§ What this task involves
Using the lines below, work out the count of those that hold "dirt". Give the number only.

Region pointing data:
>>>>>
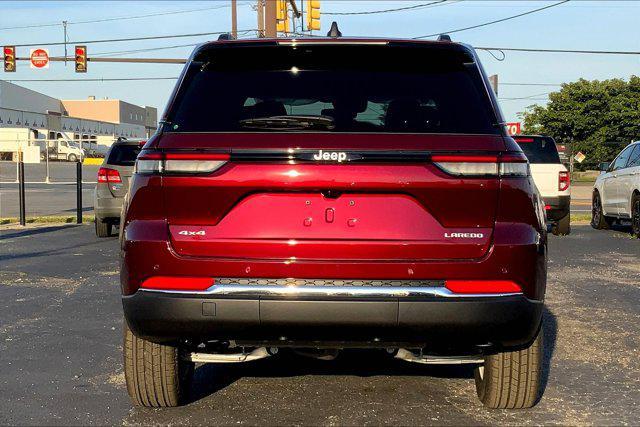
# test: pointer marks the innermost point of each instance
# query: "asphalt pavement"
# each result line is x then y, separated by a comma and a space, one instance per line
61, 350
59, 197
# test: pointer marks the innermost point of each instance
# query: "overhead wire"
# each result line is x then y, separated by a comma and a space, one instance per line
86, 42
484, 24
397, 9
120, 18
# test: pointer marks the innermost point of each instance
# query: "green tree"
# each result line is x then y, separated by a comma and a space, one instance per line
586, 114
<<<<<
>>>>>
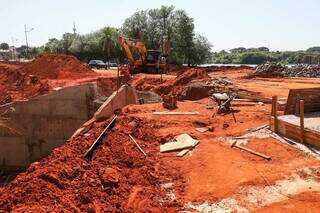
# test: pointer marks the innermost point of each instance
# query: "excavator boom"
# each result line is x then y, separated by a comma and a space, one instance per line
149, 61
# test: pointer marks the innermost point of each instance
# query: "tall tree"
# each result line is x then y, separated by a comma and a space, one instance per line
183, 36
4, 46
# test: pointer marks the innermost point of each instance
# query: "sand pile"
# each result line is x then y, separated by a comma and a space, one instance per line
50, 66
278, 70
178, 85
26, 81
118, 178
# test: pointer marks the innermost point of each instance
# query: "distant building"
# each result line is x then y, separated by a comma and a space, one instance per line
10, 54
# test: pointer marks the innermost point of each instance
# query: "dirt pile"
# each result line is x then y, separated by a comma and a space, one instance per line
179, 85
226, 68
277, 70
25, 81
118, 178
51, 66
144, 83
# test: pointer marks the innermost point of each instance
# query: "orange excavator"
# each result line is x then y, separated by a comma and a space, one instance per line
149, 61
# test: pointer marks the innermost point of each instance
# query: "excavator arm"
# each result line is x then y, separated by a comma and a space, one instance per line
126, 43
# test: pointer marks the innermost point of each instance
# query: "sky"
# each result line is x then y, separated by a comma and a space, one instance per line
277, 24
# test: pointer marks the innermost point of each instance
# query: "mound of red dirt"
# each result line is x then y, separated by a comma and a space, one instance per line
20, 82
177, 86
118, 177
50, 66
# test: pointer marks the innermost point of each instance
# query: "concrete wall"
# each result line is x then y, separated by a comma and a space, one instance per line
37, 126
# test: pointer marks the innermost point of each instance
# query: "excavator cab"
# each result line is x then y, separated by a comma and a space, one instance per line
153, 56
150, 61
<<<<<
§ Exercise result
2